**PASSAGE SHOWN**:
◆ ◆ ◆ ◆ ◆ ◆ ◆

I am attempting to update multiple columns on a table with values from another row in the same table:
CREATE TEMP TABLE person (
pid INT
, name VARCHAR(40)
, dob DATE
, younger_sibling_name VARCHAR(40)
, younger_sibling_dob DATE
);
INSERT INTO person VALUES (pid, name, dob)
(1, 'John' , '1980-01-05')
, (2, 'Jimmy', '1975-04-25')
, (3, 'Sarah', '2004-02-10')
, (4, 'Frank', '1934-12-12')
;
The task is to populate younger_sibling_name
and younger_sibling_dob
with the name and birthday of the person that is closest to them in age, but not older or the same age.
I can set the younger sibling dob
easily because this is the value that determines the record to use with a correlated subquery (I think this is an example of that?):
UPDATE person SET younger_sibling_dob = (
SELECT MAX(dob)
FROM person AS sibling
WHERE sibling.dob < person.dob);
I just can't see any way to get the name
?
The real query of this will run over about 1M rows in groups of 100-500 for each MAX selection so performance is a concern.

◆ ◆ ◆ ◆ ◆ ◆ ◆

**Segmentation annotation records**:

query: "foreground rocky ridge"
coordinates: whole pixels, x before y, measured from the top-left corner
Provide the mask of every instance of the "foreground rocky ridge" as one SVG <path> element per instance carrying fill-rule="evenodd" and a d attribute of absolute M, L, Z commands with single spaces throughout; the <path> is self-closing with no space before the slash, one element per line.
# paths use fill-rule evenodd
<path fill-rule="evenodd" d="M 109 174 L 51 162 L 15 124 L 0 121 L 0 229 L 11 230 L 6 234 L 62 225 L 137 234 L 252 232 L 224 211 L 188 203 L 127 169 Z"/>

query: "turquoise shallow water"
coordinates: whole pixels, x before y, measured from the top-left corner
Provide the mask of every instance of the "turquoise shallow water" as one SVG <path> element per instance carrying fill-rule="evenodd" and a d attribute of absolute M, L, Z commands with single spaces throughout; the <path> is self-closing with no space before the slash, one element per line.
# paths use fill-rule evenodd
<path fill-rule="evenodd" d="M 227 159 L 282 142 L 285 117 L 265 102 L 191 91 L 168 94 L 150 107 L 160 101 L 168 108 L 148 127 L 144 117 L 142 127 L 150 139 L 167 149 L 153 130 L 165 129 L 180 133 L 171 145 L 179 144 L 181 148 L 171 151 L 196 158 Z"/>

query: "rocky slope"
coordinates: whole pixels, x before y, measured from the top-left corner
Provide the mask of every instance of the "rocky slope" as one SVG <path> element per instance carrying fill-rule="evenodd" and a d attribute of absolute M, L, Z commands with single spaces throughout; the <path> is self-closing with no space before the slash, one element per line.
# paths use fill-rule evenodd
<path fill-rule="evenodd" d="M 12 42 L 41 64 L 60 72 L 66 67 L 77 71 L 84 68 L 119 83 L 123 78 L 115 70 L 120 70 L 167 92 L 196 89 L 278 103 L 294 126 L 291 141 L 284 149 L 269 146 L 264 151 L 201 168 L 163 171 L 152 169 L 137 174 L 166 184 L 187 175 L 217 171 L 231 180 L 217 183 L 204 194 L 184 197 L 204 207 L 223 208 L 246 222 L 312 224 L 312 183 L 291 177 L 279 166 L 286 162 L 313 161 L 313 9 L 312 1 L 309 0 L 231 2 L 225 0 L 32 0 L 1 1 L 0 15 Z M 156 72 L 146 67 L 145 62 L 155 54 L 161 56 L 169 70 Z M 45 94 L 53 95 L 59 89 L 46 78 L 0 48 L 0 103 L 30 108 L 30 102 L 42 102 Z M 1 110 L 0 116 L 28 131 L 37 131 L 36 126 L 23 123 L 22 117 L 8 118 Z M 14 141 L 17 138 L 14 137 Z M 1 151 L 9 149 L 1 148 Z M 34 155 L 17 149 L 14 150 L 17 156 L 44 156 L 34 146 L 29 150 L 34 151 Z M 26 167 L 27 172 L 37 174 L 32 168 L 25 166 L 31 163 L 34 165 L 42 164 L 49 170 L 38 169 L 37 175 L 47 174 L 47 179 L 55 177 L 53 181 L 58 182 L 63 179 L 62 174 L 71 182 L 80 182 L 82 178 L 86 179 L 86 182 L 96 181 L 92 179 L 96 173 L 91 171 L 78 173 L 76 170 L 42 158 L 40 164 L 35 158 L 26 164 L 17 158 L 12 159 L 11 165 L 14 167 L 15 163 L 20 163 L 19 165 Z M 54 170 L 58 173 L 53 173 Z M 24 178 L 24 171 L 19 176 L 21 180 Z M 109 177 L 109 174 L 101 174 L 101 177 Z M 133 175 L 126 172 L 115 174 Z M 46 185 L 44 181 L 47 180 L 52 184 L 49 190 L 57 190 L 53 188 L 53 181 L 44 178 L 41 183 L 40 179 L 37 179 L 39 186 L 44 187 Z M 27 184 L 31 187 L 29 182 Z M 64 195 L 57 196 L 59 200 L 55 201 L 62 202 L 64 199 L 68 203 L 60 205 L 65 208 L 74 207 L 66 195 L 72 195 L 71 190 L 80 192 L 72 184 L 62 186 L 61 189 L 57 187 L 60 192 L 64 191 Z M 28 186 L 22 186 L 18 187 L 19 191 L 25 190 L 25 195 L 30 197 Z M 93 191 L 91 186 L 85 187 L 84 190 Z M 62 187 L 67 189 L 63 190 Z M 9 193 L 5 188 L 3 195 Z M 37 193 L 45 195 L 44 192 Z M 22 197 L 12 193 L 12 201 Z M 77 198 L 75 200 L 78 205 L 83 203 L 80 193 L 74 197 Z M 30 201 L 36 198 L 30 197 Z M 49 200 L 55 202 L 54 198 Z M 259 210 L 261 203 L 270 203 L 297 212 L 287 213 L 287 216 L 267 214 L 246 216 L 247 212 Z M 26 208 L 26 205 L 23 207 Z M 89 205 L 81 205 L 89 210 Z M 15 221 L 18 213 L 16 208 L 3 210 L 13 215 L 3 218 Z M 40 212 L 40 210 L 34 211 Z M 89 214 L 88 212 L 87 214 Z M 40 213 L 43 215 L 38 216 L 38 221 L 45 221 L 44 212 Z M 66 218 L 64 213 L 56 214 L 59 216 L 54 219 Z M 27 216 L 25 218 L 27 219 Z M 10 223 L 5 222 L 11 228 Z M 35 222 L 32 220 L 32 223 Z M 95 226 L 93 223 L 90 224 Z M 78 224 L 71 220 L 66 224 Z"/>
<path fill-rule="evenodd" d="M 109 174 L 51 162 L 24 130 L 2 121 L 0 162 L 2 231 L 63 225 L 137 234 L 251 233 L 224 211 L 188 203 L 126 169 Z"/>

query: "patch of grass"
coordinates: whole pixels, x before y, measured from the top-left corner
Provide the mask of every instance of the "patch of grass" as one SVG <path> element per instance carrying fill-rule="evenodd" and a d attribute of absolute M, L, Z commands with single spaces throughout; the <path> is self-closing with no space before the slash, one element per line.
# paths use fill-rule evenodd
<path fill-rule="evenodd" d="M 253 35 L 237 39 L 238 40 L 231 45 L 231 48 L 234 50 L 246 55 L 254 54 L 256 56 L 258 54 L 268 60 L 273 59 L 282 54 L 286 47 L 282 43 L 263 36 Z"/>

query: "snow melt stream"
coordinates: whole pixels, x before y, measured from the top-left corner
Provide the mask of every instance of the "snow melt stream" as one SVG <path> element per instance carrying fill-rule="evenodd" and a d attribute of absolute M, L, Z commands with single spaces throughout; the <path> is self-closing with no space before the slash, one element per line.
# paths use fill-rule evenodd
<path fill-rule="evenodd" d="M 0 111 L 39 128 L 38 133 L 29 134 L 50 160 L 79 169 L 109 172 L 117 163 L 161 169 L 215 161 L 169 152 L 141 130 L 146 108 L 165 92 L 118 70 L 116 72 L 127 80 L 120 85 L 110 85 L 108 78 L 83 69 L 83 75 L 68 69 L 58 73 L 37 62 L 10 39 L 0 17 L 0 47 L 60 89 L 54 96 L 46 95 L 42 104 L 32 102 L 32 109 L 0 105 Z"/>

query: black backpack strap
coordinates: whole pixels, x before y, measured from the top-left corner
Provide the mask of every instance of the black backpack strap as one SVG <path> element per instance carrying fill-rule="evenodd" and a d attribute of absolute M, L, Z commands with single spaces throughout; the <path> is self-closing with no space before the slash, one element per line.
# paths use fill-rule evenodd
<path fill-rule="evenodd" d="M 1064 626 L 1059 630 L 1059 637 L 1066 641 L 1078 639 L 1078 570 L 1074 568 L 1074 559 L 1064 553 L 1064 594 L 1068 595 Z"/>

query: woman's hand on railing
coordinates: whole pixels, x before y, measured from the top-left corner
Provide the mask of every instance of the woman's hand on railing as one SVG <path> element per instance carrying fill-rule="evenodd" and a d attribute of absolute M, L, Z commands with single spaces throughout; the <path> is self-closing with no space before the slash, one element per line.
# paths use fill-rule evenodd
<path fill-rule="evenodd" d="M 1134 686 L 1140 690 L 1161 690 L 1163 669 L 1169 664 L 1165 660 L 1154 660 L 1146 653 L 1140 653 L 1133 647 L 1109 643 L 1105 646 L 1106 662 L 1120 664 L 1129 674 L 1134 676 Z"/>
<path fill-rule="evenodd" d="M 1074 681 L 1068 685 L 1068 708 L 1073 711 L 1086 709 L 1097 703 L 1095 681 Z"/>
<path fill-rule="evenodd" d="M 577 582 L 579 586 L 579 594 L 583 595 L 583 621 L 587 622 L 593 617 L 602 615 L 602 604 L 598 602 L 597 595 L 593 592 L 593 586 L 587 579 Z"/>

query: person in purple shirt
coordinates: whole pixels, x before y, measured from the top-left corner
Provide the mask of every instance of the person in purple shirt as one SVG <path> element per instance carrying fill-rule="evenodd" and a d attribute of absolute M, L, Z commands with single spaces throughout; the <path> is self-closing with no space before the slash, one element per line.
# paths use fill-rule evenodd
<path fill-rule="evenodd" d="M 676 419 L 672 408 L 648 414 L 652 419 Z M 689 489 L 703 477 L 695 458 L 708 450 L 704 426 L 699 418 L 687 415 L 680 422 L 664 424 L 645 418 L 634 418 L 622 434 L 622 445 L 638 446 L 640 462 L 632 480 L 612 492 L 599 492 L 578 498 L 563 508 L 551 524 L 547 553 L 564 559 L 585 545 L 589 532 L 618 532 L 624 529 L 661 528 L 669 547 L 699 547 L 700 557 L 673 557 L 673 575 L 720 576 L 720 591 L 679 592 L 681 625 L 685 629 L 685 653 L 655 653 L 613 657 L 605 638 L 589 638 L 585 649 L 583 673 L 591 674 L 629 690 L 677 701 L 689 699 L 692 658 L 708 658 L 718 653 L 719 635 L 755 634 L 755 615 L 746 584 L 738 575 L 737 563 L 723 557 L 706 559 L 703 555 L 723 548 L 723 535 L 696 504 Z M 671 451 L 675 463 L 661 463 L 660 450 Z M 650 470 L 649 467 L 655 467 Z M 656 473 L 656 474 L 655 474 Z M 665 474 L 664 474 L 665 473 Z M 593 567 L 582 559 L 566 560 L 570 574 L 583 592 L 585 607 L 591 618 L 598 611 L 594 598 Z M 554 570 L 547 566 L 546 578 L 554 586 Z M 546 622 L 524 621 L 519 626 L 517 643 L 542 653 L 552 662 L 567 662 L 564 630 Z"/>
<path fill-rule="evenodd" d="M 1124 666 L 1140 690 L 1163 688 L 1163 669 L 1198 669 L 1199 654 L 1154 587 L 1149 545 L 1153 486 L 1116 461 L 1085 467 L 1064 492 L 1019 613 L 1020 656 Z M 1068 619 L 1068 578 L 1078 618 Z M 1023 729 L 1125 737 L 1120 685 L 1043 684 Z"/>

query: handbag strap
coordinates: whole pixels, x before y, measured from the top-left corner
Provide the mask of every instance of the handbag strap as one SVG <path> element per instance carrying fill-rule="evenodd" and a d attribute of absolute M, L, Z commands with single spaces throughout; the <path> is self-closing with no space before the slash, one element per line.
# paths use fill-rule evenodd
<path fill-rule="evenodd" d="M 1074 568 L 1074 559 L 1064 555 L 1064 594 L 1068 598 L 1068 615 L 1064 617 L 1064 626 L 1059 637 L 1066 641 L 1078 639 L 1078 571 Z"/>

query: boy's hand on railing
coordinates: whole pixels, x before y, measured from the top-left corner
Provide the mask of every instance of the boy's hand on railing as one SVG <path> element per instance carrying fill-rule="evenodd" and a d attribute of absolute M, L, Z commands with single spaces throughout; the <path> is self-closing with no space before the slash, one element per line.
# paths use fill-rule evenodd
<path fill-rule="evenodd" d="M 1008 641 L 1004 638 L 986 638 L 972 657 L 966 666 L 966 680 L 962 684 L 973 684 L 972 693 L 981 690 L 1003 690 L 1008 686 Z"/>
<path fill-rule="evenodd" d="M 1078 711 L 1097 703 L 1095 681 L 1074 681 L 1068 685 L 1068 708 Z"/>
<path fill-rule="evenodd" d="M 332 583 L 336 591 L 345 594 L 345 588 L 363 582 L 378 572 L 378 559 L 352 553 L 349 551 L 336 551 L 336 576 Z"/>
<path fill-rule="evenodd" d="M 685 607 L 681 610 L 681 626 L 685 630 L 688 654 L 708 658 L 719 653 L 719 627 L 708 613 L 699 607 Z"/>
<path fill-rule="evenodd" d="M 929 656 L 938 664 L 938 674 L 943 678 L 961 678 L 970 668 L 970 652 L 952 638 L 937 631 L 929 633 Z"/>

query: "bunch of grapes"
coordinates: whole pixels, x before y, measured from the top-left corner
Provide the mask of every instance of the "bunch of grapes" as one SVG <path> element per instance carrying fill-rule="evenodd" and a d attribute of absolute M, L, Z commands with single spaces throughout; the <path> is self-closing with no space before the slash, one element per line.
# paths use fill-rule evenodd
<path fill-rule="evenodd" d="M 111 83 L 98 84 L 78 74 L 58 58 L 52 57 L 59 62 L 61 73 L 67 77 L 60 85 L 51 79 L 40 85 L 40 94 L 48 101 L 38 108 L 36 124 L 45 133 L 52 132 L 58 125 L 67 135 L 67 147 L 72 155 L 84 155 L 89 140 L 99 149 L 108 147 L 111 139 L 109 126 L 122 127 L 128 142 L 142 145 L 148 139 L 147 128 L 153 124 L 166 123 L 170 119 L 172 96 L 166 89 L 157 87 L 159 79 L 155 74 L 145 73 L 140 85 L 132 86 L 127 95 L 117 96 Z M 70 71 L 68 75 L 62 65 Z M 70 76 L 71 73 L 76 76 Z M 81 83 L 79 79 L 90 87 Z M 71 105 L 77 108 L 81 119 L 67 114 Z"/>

◆ ◆ ◆ ◆ ◆ ◆ ◆

**WRITTEN REQUEST**: Continue the SQL post about filling the younger sibling columns, starting right after its final sentence.

**OUTPUT OF THE EXERCISE**:
Edit
After trying many different approaches, I've decided on this one which I think is a good balance of being able to verify the data with the intermediate result, shows the intention of what the logic is, and performs adequately:
WITH sibling AS (
SELECT person.pid, sibling.dob, sibling.name,
row_number() OVER (PARTITION BY person.pid
ORDER BY sibling.dob DESC) AS age_closeness
FROM person
JOIN person AS sibling ON sibling.dob < person.dob
)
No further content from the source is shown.